**Task details:** Gather every line of the records that contains the string "tower", treating uppercase and lowercase letters as different.

Start Supplied records

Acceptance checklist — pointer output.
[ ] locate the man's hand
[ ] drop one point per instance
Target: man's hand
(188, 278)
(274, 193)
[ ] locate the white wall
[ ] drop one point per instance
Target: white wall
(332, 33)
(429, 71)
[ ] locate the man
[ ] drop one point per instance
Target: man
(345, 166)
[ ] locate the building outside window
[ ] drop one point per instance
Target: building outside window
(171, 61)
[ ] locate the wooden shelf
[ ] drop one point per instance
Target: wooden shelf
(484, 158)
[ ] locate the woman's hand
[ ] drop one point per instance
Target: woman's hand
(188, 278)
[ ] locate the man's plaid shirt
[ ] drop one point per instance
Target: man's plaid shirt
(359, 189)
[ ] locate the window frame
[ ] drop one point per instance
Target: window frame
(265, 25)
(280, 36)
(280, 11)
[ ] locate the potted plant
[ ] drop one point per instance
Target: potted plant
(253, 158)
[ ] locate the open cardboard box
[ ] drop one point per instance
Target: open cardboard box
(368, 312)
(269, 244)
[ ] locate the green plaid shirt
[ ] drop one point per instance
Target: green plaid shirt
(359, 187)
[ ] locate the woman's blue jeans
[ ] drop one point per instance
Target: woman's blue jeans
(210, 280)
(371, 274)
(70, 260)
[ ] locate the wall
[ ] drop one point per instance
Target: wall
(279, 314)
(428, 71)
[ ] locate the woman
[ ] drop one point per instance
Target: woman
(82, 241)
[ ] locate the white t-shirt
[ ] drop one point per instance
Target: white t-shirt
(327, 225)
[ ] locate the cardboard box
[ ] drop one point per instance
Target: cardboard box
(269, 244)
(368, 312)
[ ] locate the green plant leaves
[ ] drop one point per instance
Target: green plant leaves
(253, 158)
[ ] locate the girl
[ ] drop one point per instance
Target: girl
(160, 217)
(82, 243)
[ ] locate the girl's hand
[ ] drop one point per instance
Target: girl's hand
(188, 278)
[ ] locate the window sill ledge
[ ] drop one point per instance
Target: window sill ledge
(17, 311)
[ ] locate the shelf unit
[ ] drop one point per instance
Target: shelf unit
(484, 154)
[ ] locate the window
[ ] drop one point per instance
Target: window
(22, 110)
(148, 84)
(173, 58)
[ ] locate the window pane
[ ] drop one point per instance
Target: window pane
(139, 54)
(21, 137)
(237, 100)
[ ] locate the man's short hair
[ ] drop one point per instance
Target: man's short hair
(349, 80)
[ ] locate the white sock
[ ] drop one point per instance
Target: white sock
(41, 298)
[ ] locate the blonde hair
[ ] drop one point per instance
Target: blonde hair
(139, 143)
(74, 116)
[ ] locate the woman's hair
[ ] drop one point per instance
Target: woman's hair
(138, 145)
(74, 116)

End Supplied records
Start Supplied records

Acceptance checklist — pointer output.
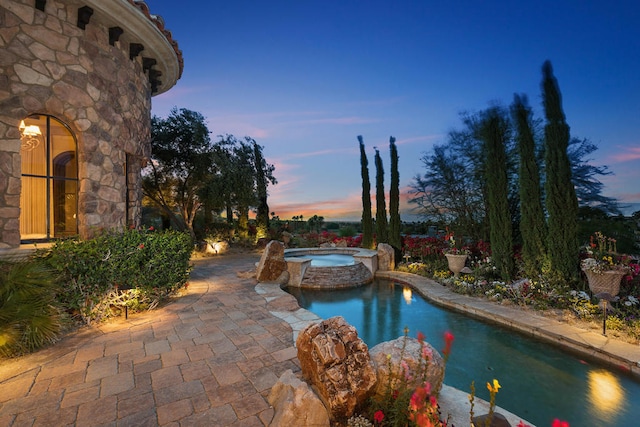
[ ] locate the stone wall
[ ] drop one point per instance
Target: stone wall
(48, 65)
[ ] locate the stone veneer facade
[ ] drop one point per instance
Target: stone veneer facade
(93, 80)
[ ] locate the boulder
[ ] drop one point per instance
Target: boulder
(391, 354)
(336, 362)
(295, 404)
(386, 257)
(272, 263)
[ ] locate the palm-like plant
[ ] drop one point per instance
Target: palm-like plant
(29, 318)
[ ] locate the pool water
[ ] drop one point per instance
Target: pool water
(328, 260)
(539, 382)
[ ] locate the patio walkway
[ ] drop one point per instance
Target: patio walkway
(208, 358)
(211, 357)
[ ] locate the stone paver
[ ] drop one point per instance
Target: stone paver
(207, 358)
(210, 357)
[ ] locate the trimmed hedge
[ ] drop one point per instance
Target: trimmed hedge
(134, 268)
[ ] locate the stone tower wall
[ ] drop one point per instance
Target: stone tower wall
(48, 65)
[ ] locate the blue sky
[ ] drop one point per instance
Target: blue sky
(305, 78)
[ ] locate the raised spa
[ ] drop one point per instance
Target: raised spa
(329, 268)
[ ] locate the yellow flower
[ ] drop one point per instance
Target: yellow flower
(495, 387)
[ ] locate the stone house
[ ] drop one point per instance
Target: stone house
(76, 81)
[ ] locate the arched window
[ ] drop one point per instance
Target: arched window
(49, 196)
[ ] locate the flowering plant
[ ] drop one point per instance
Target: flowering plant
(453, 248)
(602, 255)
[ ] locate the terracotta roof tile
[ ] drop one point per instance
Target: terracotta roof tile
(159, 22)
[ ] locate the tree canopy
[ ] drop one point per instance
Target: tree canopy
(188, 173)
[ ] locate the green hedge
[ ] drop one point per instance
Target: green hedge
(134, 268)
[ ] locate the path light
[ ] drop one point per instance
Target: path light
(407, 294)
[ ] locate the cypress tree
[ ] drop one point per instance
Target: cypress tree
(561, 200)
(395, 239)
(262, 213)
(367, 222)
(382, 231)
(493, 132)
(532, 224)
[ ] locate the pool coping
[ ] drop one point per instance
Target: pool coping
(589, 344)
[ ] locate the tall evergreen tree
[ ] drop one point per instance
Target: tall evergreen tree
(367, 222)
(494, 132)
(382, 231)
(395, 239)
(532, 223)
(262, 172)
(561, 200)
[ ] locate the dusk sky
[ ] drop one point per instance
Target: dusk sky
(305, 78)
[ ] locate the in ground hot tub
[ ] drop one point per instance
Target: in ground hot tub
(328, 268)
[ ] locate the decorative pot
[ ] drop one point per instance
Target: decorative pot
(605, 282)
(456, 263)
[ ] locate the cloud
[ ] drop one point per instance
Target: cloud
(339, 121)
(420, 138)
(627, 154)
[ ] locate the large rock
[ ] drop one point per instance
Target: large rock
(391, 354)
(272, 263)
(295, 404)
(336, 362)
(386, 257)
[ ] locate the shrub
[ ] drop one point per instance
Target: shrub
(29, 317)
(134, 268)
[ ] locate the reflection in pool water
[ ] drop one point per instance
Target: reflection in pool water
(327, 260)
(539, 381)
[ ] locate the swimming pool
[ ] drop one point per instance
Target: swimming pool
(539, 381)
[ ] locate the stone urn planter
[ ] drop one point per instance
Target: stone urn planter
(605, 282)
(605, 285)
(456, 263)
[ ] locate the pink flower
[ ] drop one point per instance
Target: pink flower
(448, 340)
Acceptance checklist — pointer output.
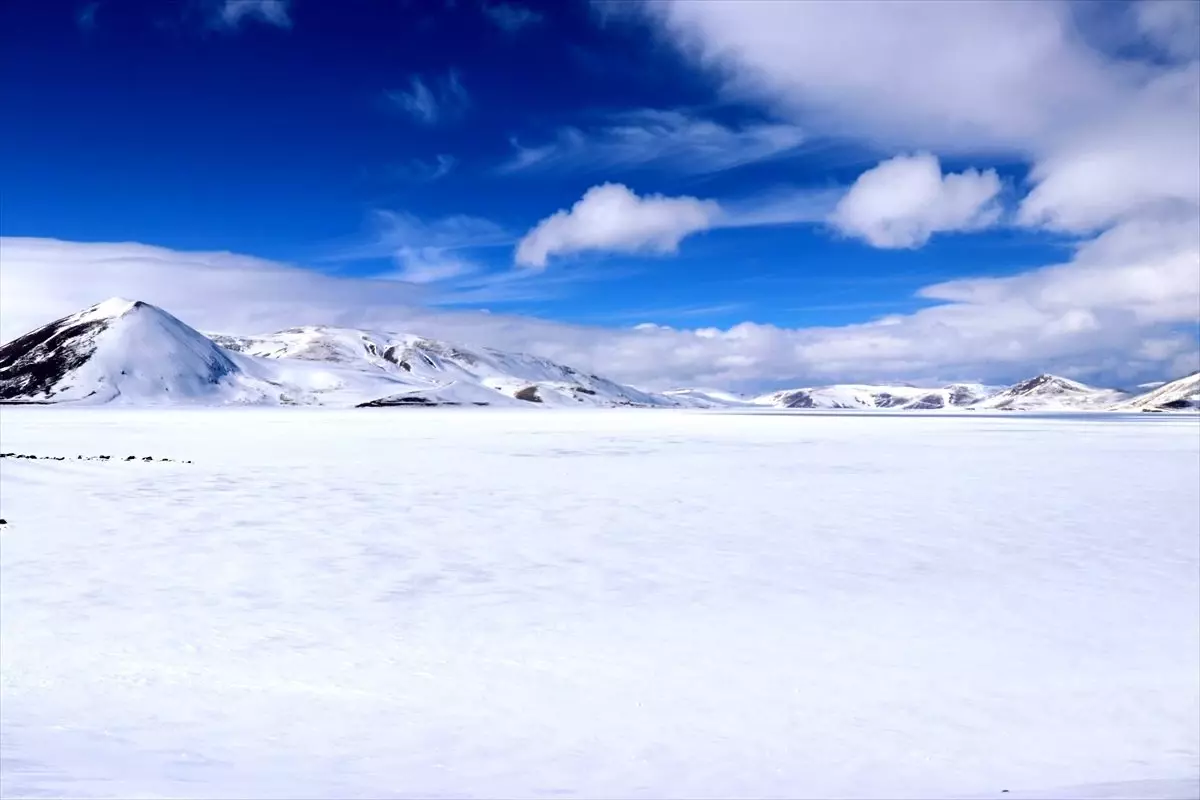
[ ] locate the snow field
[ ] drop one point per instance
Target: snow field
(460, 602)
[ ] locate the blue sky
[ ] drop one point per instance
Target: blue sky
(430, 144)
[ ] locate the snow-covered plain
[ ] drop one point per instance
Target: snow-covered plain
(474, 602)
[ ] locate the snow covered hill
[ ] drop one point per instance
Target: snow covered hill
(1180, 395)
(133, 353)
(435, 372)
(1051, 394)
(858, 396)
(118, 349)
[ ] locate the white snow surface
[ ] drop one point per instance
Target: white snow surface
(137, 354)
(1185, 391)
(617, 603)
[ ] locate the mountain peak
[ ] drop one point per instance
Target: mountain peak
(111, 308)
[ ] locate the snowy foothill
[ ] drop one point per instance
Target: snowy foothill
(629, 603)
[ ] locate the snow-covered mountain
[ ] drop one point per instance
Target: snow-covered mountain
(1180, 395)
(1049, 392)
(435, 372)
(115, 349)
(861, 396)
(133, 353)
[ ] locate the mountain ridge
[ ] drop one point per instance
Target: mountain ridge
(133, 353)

End Supplied records
Start Supplied records

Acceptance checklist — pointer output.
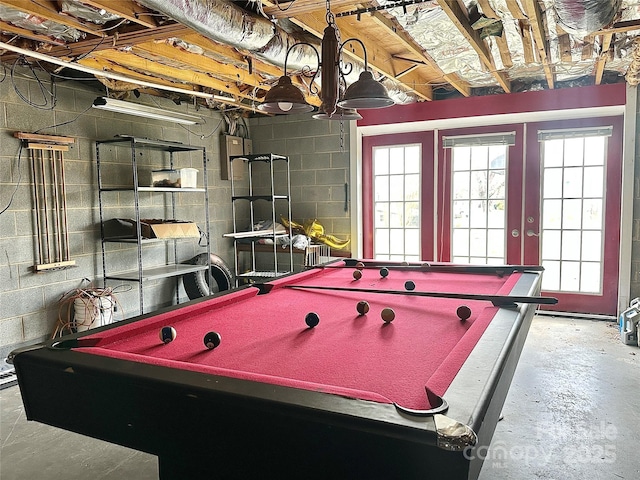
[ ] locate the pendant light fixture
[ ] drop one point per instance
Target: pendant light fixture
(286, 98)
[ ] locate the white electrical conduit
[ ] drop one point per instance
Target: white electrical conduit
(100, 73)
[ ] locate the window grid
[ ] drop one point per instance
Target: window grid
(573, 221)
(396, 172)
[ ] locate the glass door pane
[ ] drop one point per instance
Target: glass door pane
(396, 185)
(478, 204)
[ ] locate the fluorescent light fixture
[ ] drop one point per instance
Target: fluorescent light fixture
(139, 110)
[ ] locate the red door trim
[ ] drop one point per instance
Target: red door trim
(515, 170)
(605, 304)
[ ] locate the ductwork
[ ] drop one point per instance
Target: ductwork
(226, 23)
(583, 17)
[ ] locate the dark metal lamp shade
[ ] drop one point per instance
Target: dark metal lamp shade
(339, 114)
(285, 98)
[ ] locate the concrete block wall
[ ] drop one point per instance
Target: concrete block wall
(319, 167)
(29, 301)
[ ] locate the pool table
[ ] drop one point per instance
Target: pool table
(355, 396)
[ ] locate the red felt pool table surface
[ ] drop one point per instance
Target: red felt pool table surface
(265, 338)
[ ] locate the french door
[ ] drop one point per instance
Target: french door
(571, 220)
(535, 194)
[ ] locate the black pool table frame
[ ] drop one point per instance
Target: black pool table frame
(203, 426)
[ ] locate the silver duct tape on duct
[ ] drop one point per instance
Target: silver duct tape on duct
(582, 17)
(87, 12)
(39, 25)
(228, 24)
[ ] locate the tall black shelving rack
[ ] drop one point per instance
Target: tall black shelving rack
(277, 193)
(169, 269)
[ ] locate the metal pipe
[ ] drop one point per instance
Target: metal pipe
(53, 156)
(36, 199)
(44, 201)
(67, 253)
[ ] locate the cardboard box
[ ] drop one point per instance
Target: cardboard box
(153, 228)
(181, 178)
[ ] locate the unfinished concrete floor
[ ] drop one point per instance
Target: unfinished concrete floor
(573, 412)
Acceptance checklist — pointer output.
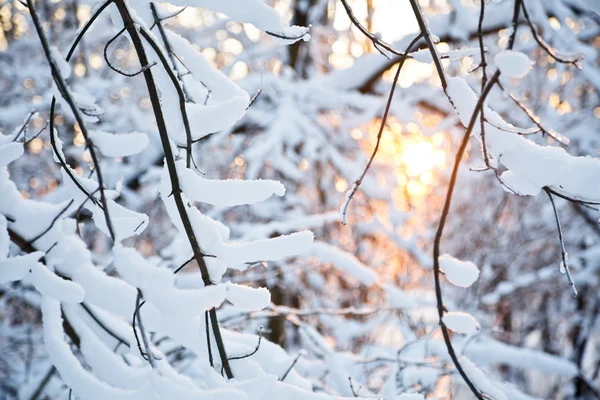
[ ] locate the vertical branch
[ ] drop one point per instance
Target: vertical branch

End Supplied records

**Final result:**
[ ] locate the stone tower wall
Target: stone tower wall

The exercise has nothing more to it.